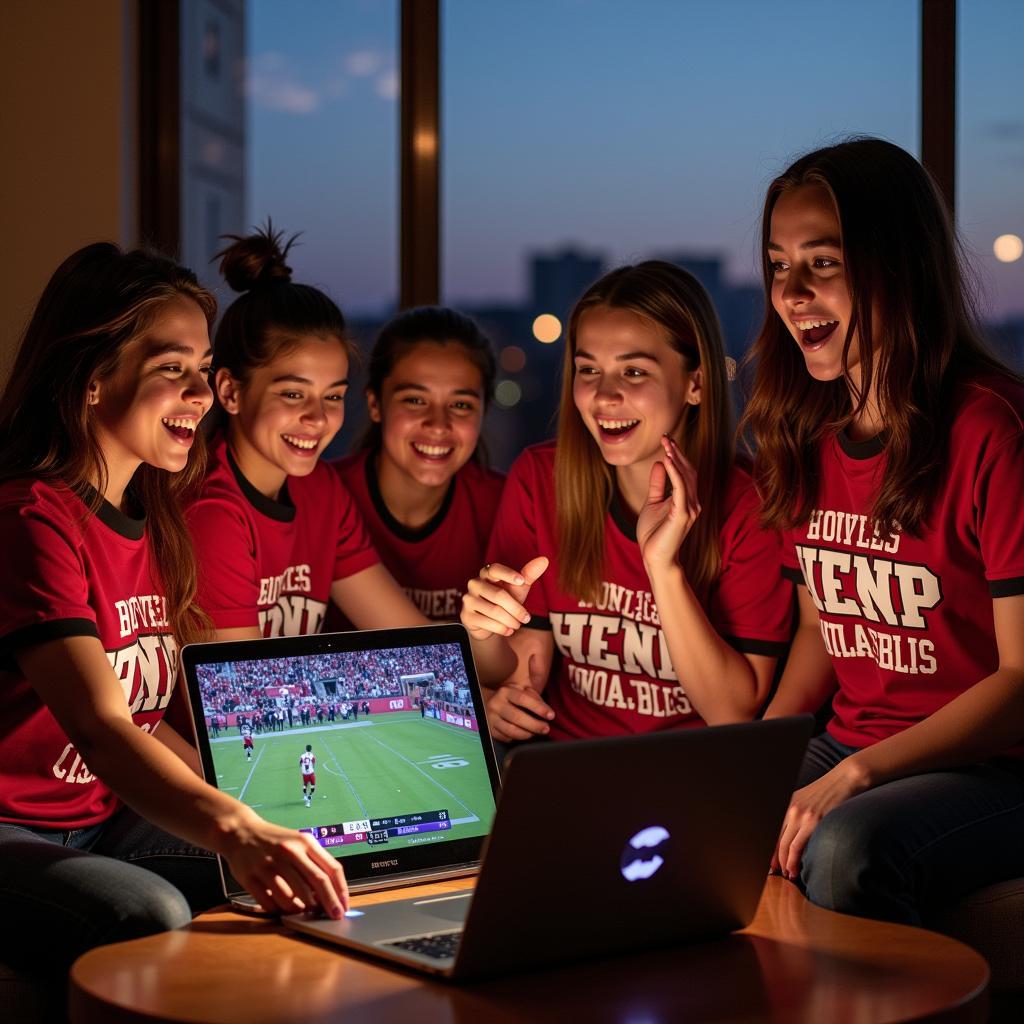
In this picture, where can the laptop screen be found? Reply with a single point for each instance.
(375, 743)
---
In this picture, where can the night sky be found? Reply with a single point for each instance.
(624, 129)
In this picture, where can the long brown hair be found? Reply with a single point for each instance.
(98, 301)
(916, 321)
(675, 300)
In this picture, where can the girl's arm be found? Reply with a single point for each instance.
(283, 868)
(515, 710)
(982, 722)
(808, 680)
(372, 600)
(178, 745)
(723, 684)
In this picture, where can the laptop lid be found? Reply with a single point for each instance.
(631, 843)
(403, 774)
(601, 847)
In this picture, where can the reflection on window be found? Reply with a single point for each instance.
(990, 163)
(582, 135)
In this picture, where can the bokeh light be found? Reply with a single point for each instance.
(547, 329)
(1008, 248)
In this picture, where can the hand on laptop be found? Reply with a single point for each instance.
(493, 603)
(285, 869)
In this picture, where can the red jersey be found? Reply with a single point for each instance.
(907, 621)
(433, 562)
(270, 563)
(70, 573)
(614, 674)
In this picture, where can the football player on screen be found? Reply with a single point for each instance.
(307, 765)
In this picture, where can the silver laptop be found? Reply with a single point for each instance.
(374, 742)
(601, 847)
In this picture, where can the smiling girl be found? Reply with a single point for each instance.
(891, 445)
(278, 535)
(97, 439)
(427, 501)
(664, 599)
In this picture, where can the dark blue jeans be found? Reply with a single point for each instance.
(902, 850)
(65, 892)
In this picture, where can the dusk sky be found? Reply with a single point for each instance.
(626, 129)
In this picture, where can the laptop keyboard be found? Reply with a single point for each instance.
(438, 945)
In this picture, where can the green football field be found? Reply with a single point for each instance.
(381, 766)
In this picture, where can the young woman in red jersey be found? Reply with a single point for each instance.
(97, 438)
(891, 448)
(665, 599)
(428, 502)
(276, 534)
==
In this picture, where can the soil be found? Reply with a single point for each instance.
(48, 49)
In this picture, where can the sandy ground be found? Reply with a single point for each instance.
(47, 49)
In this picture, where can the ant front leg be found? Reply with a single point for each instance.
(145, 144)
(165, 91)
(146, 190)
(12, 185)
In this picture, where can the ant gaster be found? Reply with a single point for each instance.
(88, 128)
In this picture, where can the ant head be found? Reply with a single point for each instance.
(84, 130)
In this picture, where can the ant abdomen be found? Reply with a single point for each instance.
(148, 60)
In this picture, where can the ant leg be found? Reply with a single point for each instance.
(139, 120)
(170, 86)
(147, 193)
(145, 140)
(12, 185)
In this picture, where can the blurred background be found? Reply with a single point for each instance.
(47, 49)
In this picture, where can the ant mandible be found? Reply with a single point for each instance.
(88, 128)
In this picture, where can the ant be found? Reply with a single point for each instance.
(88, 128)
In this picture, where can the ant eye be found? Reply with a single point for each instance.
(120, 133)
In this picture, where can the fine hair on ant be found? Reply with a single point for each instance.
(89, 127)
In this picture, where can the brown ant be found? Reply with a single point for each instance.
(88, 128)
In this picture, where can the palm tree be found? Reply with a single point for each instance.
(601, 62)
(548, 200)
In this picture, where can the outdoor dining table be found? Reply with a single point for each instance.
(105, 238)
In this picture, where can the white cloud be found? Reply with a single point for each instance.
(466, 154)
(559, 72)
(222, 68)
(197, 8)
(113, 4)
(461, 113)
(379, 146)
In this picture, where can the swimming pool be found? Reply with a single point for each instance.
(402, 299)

**AIM OF THE TASK**
Extract every line of the listing that contains the word "girl".

**RESULT OF THIS EXERCISE**
In this picture, where can the girl's arm be found? Reply with a single point for each instance.
In this picture, where can the smiling girl be found? Reply with a single point for each instance.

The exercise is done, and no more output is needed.